/---

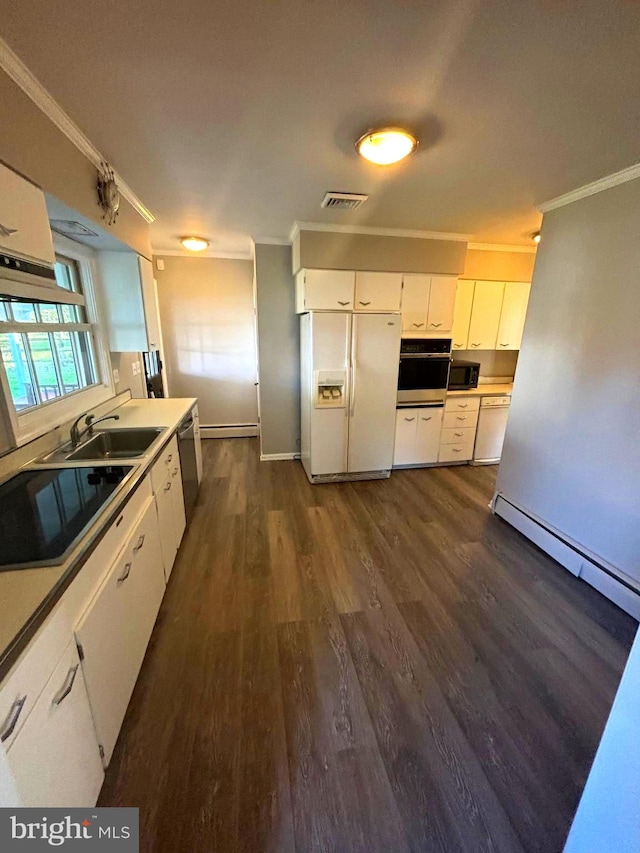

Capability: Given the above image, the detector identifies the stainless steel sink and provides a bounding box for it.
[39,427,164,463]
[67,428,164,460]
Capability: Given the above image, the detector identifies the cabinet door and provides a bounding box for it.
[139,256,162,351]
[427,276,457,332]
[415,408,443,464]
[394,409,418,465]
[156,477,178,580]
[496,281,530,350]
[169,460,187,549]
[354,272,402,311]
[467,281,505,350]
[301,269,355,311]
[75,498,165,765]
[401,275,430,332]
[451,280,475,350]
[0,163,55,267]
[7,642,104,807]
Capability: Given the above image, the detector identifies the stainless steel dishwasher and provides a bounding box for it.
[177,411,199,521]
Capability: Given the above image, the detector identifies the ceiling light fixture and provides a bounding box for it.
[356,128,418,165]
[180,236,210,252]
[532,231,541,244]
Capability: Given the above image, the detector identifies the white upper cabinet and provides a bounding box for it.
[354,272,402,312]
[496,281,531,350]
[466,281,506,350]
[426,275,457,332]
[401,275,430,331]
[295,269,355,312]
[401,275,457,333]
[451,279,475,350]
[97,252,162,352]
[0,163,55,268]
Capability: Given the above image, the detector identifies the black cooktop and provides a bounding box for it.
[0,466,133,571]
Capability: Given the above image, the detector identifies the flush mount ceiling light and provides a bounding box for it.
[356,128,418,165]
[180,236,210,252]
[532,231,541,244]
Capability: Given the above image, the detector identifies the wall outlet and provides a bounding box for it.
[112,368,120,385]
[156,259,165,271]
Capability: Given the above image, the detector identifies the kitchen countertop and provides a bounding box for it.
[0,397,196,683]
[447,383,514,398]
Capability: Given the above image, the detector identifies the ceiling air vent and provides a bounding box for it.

\---
/---

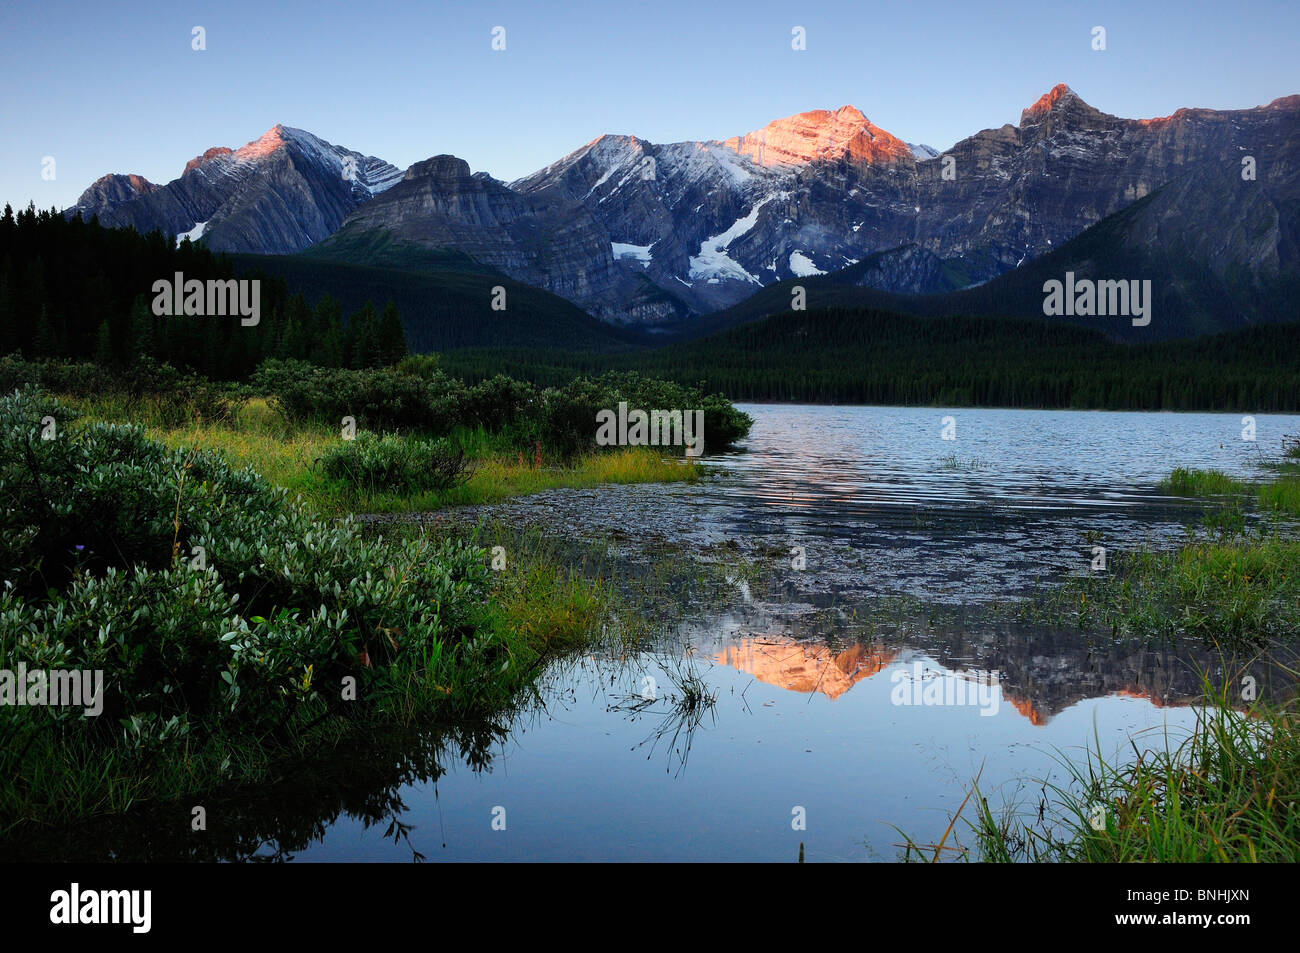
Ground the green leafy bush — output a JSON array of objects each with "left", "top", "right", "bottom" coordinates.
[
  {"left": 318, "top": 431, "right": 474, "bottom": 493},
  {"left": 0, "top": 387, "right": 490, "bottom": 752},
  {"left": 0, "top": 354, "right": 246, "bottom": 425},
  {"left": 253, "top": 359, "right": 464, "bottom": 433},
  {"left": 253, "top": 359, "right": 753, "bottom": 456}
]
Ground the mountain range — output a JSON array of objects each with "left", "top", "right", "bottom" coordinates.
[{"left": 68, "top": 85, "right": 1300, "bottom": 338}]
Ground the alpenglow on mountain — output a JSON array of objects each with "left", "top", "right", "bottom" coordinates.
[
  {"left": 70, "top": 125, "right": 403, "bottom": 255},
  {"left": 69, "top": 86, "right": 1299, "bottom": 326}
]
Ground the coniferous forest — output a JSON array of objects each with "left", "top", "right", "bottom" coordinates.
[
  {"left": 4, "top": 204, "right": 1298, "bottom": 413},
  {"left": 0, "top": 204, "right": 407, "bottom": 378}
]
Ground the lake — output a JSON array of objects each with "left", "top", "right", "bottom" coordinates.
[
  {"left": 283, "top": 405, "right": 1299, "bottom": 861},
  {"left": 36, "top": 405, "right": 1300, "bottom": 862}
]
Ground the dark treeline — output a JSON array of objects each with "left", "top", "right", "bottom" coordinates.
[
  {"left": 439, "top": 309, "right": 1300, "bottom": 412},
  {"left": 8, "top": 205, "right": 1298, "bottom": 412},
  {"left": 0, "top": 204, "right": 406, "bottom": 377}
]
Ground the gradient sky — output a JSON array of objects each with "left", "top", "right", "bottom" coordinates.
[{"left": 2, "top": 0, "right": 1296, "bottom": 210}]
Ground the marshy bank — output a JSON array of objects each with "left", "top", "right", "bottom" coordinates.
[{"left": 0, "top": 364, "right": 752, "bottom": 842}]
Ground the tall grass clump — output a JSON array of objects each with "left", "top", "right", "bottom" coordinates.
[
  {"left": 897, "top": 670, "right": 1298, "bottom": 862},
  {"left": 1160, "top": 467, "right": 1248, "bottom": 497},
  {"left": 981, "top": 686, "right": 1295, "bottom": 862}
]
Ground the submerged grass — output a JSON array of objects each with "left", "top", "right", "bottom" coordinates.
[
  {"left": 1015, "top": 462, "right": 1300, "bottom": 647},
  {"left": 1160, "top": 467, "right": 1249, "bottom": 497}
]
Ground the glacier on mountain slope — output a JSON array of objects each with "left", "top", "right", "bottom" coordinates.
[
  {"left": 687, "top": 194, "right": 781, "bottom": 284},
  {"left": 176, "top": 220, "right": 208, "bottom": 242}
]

\---

Go to the line with "countertop and provides a bounding box for it." in the entries above and repeat every line from there through the line with "vent and provides a bounding box for it.", exactly and with no other text.

Answer to the exercise:
Capability: Given the above image, the detector identifies the kitchen countertop and provides a bounding box for it.
[0,397,196,683]
[447,383,514,398]
Capability: Given the above image, the detector identifies the ceiling air vent and provides a bounding box for it.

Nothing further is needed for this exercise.